*** RECORDS PROVIDED Section Begins ***

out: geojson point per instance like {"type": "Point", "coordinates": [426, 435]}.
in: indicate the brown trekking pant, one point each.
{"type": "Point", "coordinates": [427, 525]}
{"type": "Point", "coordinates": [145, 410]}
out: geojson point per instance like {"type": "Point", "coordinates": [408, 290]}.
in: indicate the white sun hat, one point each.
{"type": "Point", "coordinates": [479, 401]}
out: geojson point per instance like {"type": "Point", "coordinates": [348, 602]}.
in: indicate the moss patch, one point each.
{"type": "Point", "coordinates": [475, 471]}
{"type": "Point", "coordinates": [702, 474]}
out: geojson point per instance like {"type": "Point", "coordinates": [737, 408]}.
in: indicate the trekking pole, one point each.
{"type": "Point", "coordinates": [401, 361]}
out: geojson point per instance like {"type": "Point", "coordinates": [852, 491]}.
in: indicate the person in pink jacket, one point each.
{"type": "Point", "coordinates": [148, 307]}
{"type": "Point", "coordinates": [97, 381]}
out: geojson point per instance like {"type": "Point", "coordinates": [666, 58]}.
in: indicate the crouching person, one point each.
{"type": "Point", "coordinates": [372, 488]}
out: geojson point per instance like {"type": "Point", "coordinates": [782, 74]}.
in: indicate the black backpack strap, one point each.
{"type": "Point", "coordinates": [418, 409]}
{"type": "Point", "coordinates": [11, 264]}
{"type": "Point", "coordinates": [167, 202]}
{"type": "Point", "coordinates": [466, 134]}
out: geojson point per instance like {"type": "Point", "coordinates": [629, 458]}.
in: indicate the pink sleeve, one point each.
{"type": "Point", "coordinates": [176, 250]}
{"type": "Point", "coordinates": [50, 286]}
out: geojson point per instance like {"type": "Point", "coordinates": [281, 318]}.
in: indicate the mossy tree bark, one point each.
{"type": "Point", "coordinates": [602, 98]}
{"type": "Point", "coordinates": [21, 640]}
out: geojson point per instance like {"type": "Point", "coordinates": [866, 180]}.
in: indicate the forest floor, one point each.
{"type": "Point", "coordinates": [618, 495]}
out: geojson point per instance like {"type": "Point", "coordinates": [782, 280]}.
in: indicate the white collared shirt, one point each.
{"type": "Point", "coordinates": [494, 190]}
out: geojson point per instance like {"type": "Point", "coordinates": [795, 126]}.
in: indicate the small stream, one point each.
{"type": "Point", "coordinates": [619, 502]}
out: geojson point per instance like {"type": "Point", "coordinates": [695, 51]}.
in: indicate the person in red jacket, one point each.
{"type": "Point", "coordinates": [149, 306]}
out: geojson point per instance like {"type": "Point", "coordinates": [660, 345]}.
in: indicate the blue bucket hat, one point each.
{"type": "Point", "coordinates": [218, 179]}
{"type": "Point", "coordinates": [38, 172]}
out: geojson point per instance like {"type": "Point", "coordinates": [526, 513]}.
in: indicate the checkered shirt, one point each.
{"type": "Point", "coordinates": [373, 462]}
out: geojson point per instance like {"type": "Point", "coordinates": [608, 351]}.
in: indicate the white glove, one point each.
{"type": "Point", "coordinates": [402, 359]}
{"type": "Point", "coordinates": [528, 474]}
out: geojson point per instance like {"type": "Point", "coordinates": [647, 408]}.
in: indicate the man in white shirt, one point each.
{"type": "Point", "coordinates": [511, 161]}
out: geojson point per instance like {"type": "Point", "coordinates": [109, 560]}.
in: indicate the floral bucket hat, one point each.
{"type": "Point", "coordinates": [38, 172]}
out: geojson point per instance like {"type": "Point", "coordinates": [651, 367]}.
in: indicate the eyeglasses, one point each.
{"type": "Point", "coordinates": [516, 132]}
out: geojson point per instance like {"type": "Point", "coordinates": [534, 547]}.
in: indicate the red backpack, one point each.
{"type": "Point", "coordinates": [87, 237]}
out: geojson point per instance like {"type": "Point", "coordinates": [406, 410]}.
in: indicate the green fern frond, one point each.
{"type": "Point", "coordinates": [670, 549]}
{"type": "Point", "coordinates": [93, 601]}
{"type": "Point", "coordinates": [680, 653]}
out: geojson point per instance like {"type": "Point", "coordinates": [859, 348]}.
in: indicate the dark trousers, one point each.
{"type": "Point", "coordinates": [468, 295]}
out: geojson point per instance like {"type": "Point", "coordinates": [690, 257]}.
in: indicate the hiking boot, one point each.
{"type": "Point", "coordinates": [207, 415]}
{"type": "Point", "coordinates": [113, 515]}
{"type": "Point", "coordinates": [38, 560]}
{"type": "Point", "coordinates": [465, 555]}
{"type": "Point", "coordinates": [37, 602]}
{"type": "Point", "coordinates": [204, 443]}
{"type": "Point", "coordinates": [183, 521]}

*** RECORDS PROVIDED Section Ends ***

# WHAT YOU WILL DO
Would you return all of the data exactly as it stands above?

# ANSWER
out: geojson point per instance like {"type": "Point", "coordinates": [426, 435]}.
in: indicate the brown trekking pant, one point each.
{"type": "Point", "coordinates": [427, 525]}
{"type": "Point", "coordinates": [145, 410]}
out: geojson point per instance like {"type": "Point", "coordinates": [408, 290]}.
in: indicate the white sun hat, one point each.
{"type": "Point", "coordinates": [479, 401]}
out: geojson point per instance like {"type": "Point", "coordinates": [348, 602]}.
in: indicate the moss patch, one point each.
{"type": "Point", "coordinates": [475, 471]}
{"type": "Point", "coordinates": [702, 474]}
out: geojson point per instance like {"type": "Point", "coordinates": [737, 408]}.
in: indicate the trekking pole, one point each.
{"type": "Point", "coordinates": [401, 361]}
out: geojson point per instance like {"type": "Point", "coordinates": [852, 491]}.
in: indicate the person in pink jacket, one point each.
{"type": "Point", "coordinates": [148, 307]}
{"type": "Point", "coordinates": [97, 381]}
out: geojson point per instance like {"type": "Point", "coordinates": [666, 58]}.
in: indicate the crouching person, one point each.
{"type": "Point", "coordinates": [372, 488]}
out: geojson point per instance like {"type": "Point", "coordinates": [782, 74]}.
in: indicate the black backpack strap, one point each.
{"type": "Point", "coordinates": [418, 409]}
{"type": "Point", "coordinates": [11, 264]}
{"type": "Point", "coordinates": [167, 202]}
{"type": "Point", "coordinates": [466, 134]}
out: geojson point per instance like {"type": "Point", "coordinates": [629, 458]}.
in: indicate the pink sleeve, one point each.
{"type": "Point", "coordinates": [176, 250]}
{"type": "Point", "coordinates": [50, 286]}
out: geojson point per instance like {"type": "Point", "coordinates": [281, 318]}.
in: indicate the mossy tree bark, one point each.
{"type": "Point", "coordinates": [602, 98]}
{"type": "Point", "coordinates": [21, 640]}
out: geojson point per instance like {"type": "Point", "coordinates": [866, 180]}.
in: indicate the forest floor, one point each.
{"type": "Point", "coordinates": [618, 495]}
out: geojson point per instance like {"type": "Point", "coordinates": [782, 280]}.
in: indicate the white collared shirt, one point each.
{"type": "Point", "coordinates": [494, 190]}
out: geojson point per instance like {"type": "Point", "coordinates": [795, 126]}.
in: indicate the small stream, one point each.
{"type": "Point", "coordinates": [619, 502]}
out: geojson point per instance like {"type": "Point", "coordinates": [695, 51]}.
in: indicate the person in red jacket, one point each.
{"type": "Point", "coordinates": [149, 306]}
out: geojson point per instance like {"type": "Point", "coordinates": [660, 345]}.
in: indicate the blue bucket hat, one point each.
{"type": "Point", "coordinates": [218, 179]}
{"type": "Point", "coordinates": [38, 172]}
out: geojson point per instance like {"type": "Point", "coordinates": [526, 513]}.
in: indicate the checkered shirt, one point each.
{"type": "Point", "coordinates": [373, 462]}
out: geojson point per instance like {"type": "Point", "coordinates": [608, 351]}.
in: indicate the white glove, one point each.
{"type": "Point", "coordinates": [402, 359]}
{"type": "Point", "coordinates": [528, 474]}
out: geojson point per instance like {"type": "Point", "coordinates": [647, 408]}.
in: indicate the man in white shirt, one point each.
{"type": "Point", "coordinates": [511, 161]}
out: geojson point per instance like {"type": "Point", "coordinates": [109, 560]}.
in: indicate the floral bucket hat, one point each.
{"type": "Point", "coordinates": [38, 172]}
out: geojson point per instance like {"type": "Point", "coordinates": [651, 367]}.
in: indicate the eyeglasses, one point each.
{"type": "Point", "coordinates": [516, 132]}
out: geojson point per instance like {"type": "Point", "coordinates": [534, 547]}.
in: indicate the red backpack, one point each.
{"type": "Point", "coordinates": [87, 237]}
out: geojson point per instance like {"type": "Point", "coordinates": [406, 410]}.
in: indicate the green fern frond, one point each.
{"type": "Point", "coordinates": [670, 549]}
{"type": "Point", "coordinates": [93, 601]}
{"type": "Point", "coordinates": [680, 653]}
out: geojson point per instance like {"type": "Point", "coordinates": [859, 348]}.
in: indicate the dark trousers, one point each.
{"type": "Point", "coordinates": [468, 295]}
out: geojson point per instance like {"type": "Point", "coordinates": [690, 257]}.
in: indicate the hiking boot, one point each.
{"type": "Point", "coordinates": [207, 415]}
{"type": "Point", "coordinates": [113, 515]}
{"type": "Point", "coordinates": [38, 560]}
{"type": "Point", "coordinates": [465, 555]}
{"type": "Point", "coordinates": [37, 602]}
{"type": "Point", "coordinates": [204, 443]}
{"type": "Point", "coordinates": [183, 521]}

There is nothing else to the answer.